Etant donné que les savoirs scientifiques scolaires se réfèrent aux savoirs savants et donc à l’activité de la communauté scientifique, il est propice d’étudier les caractéristiques et les spécificités de cette activité dont dépendent les savoirs. Latour (1995, p.14) considère que « si l’on étudie la recherche, on étudie donc la science, mais la réciproque n’est pas vraie : la science nous apprend très peu de choses sur le monde de la recherche ». Par conséquent, nous nous intéressons au monde de la recherche et à la science telle qu’elle est pratiquée au sein des laboratoires en pointant notre attention sur les pratiques constitutives du travail des scientifiques ainsi que sur leurs fonctions et leurs rôles dans la construction du savoir et sa mise en texte. Cette étude nous permettra d’identifier les contraintes qui accompagnent le travail de mise en texte des savoirs scientifiques.

▬▬▬▬▬▬▬▬▬▬

Énoncé du problème A: D'après le texte extrait, qu'est-ce que l'étude doit permettre d'identifier ?
Énoncé du problème B: Relevez mot pour mot dans le texte extrait le passage compris entre « Etant donné que » et « des savoirs scientifiques. », ces deux bornes incluses.
Les lignes qui suivent forment un matériel distinct du texte extrait.

▬▬▬▬▬▬▬▬▬▬

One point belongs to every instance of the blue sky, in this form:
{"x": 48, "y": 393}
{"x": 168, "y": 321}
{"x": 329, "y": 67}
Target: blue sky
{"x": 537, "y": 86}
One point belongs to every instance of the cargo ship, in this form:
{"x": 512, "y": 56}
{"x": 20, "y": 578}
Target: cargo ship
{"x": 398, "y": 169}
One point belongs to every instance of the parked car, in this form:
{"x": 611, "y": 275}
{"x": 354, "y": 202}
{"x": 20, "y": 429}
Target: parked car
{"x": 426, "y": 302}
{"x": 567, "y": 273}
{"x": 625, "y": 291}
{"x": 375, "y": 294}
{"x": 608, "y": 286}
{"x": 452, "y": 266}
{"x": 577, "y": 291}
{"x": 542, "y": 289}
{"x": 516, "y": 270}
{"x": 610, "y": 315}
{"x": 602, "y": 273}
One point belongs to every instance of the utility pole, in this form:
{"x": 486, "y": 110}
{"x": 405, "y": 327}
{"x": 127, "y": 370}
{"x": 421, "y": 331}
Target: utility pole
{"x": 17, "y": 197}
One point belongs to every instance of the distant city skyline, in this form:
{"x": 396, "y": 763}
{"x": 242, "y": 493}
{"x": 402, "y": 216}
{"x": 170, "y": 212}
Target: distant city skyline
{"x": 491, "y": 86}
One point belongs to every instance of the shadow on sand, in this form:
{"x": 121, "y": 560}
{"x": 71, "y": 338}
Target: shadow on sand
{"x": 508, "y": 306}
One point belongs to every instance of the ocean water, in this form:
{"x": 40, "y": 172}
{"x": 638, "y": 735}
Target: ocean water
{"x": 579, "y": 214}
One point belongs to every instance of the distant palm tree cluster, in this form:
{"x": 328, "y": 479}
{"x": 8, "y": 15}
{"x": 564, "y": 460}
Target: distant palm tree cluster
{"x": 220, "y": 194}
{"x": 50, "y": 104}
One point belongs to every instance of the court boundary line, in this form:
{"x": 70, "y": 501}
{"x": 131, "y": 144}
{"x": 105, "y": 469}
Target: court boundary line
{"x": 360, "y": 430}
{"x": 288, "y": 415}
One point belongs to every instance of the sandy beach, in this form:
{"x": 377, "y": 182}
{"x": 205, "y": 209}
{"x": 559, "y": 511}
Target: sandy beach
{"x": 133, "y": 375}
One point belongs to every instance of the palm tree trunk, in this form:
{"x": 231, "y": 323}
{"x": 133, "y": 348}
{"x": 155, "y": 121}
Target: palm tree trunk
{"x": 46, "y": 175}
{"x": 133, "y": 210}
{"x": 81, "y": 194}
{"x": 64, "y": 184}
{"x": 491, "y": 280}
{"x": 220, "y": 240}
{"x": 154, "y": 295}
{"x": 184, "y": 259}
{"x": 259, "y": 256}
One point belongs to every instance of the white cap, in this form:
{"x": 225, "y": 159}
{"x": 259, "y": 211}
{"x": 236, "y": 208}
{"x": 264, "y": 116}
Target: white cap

▬▬▬▬▬▬▬▬▬▬

Réponse rédigée A: Les contraintes qui accompagnent le travail de mise en texte des savoirs scientifiques.

Réponse rédigée B:
Etant donné que les savoirs scientifiques scolaires se réfèrent aux savoirs savants et donc à l’activité de la communauté scientifique, il est propice d’étudier les caractéristiques et les spécificités de cette activité dont dépendent les savoirs. Latour (1995, p.14) considère que « si l’on étudie la recherche, on étudie donc la science, mais la réciproque n’est pas vraie : la science nous apprend très peu de choses sur le monde de la recherche ». Par conséquent, nous nous intéressons au monde de la recherche et à la science telle qu’elle est pratiquée au sein des laboratoires en pointant notre attention sur les pratiques constitutives du travail des scientifiques ainsi que sur leurs fonctions et leurs rôles dans la construction du savoir et sa mise en texte. Cette étude nous permettra d’identifier les contraintes qui accompagnent le travail de mise en texte des savoirs scientifiques.